• _Passage_:
= = = =

# Thing of beauty, Litchfield turbo kit



## Anders_R35 (Jul 20, 2011)

While I was down at Litchfield's last week, spotted an engine with their new turbo kit. What a thing of beauty.

On the wish list for next year.


----------



## harryturbo (Jan 24, 2004)

*tub*

looks awesome


----------



## mindlessoath (Nov 30, 2007)

its a beautiful work of art. its all inconnel, right? I'd love to hear it with the Kline inconnel exhaust and a JCR carbon intake mani


----------



## Adamantium (Jun 24, 2002)

It's not inconel, it's cast ni-resist.

Unlike most other aftermarket kits, a major benefit is that it weighs much more than stock.

Let's not ignore the awesomeness of pioneering a turbo kit utilising the EFR turbo. No one else in the world thought of shoehorning it in the GT-R. 

What makes this kit amazing other than its beauty is how well it works. You need to compare the dyno plots (roughly) against stock and other turbo kits to appreciate how good this is.


----------



## JohnE90M3 (May 31, 2010)

At what cost?.


----------



## Anders_R35 (Jul 20, 2011)

JohnE90M3 said:


> At what cost?.


Whatever it costs it's still beautiful.


----------



## mindlessoath (Nov 30, 2007)

Adamantium said:


> It's not inconel, it's cast ni-resist.
> 
> Unlike most other aftermarket kits, a major benefit is that it weighs much more than stock.
> 
> ...


lots of people had tried but it wouldn't fit. are those 100% efr turbos or the modified turbos with efr guts? that would explain why they now fit or his exhaust manifold allows it to fit? I recalled an old thread where they said it was inconnel, unless that was different? anyways my bad, thanks for clearing that up.


----------



## Vernonjones (Oct 23, 2012)

mindlessoath said:


> lots of people had tried but it wouldn't fit. are those 100% efr turbos or the modified turbos with efr guts? that would explain why they now fit or his exhaust manifold allows it to fit? I recalled an old thread where they said it was inconnel, unless that was different? anyways my bad, thanks for clearing that up.


They did an Inconel version (I even held it in my hands) but apparently people didn't want to pay an Inconel price - which when I asked - Nor did I!

They are full EFR's hence the added bends onto the inlets.


----------



## mindlessoath (Nov 30, 2007)

that makes sense, thanks!


----------



## e6ext (Sep 6, 2011)

That is some engineering feet. Someone has way to much time on their hands.


----------



## Turbotwo (Jan 28, 2011)

e6ext said:


> That is some engineering feet. Someone has way to much time on their hands.


You think?..


----------



## Adamantium (Jun 24, 2002)

Pains me to see this. I kept trying but still never got to fit one of these. Fitting the EFR turbo was only half the experience, it's one of the big factors that pulls me back to GTR ownership each time. It's on the bucket list of things I need to own rather than do.

= = = =

• _Supplied information_:

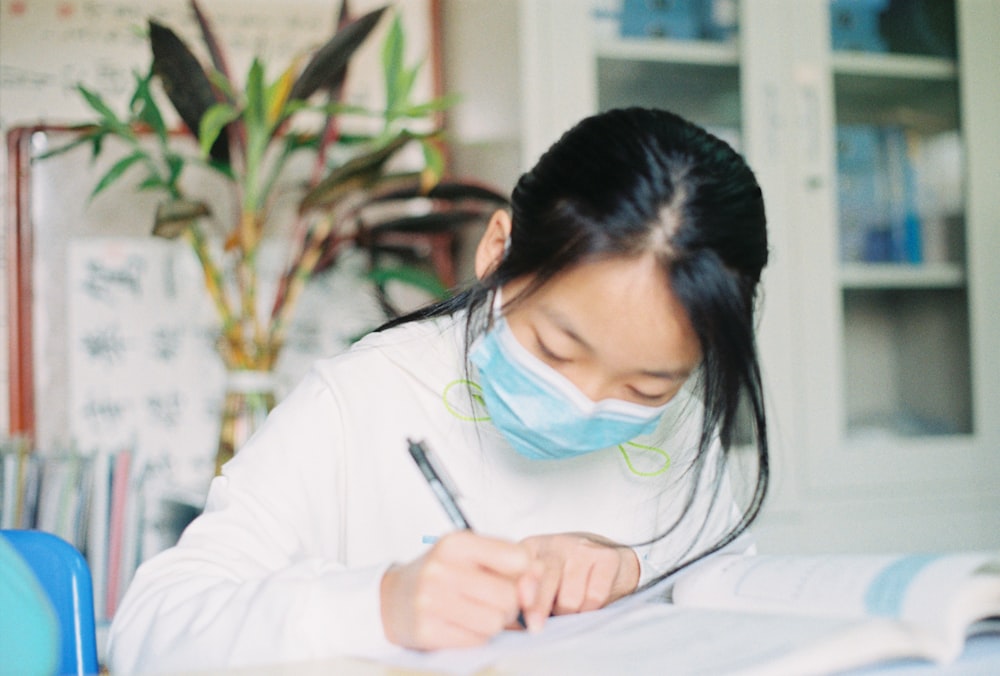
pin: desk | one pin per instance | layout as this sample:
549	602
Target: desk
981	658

= = = =

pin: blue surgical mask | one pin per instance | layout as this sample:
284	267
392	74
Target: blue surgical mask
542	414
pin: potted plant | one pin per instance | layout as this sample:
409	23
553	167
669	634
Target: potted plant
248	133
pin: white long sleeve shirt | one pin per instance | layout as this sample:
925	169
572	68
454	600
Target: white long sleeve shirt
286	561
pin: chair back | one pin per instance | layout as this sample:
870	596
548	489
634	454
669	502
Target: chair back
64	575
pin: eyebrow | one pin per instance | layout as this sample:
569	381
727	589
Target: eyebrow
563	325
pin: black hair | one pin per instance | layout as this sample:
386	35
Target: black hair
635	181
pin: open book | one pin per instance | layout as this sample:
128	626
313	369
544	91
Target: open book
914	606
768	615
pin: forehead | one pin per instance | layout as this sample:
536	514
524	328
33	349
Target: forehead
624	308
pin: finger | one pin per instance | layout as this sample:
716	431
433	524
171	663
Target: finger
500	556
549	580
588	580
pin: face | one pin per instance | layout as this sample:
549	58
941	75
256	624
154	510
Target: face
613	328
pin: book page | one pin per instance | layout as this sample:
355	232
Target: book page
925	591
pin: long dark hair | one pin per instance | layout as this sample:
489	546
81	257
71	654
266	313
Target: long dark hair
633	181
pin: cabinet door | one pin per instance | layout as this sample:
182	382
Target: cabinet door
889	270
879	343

= = = =

• _To be done_:
a - Reproduce everything in the Litchfield turbo kit thread from "While I was" down to "(Jan 24, 2004)".
b - In the Litchfield turbo kit thread, what material does one reply say the kit is made of instead of Inconel?
c - Extend the Litchfield turbo kit thread with new posts that follow its final one.

• _Expected results_:
a -
While I was down at Litchfield's last week, spotted an engine with their new turbo kit. What a thing of beauty.

On the wish list for next year.


----------



## harryturbo (Jan 24, 2004)

b - Cast ni-resist.

c -
I suppose I could buy a display set for my living room. The wife would love that.


----------



## G2GUV (Dec 16, 2012)

Adamantium said:


> Pains me to see this. I kept trying but still never got to fit one of these. Fitting the EFR turbo was only half the experience, it's one of the big factors that pulls me back to GTR ownership each time. It's on the bucket list of things I need to own rather than do.
> 
> I suppose I could buy a display set for my living room. The wife would love that.


Seriously an awesome bit of kit. I smile every single time my car is upto to temperature and Syvecs gives me full boost! 

(on private roads and track of course) :chuckle:


----------



## twobadmice (Jul 2, 2013)

Adam I'm quite happy to lend you my car for a few months and you can add as many of these kind of mods as you like esp the full on Gearbox upgrade and then instead of you having all the hassle of selling it etc you can just give it back to me.


----------



## Adamantium (Jun 24, 2002)

Sounds like a plan. I need to sell some investments first but when the pound hits two dollars again, we'll talk.


----------



## twobadmice (Jul 2, 2013)

Adam the dollar is currently 9.66 to a £. So I am ready when you are! ;P


----------



## Adamantium (Jun 24, 2002)

The U.S. dollar?


----------



## gtr mart (Mar 29, 2004)

Ugandan. But you didn't specify :chuckle:


----------



## Adamantium (Jun 24, 2002)

If we are being picky, I said when it hits two to the pound, eight to the pound is some way off that.


----------



## twobadmice (Jul 2, 2013)

Hong Kong $ who cares about the US$?


----------



## Anders_R35 (Jul 20, 2011)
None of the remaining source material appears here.